Record list:
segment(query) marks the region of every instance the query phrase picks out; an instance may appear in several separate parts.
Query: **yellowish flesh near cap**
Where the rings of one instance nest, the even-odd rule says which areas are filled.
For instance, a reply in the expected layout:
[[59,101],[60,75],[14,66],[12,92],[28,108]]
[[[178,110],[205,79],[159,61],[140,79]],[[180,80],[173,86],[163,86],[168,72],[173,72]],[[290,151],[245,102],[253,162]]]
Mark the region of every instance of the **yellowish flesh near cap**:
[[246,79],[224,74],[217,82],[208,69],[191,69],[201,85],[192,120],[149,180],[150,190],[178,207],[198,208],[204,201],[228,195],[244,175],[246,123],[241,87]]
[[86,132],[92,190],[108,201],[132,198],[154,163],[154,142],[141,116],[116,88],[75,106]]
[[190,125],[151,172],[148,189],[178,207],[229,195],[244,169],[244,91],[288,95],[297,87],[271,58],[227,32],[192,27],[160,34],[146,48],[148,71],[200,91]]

Task brief: Print the part of the entries that opens with the first line and closes with the line containing "Mark the region", both included, copying each line exactly.

Response below:
segment(query) marks the region of every instance the query phrase picks out; an instance may appear in several separate parts.
Query: **yellowish flesh near cap**
Where the rings of one instance nest, the even-odd rule says which areas are filled.
For instance, a reply in the expected layout:
[[59,101],[60,75],[14,66],[12,92],[28,108]]
[[[178,110],[205,79],[159,61],[140,79]],[[180,80],[173,86],[163,86],[168,72],[173,72]],[[290,151],[245,102],[253,162]]]
Mark the region of every instance of the **yellowish flesh near cap**:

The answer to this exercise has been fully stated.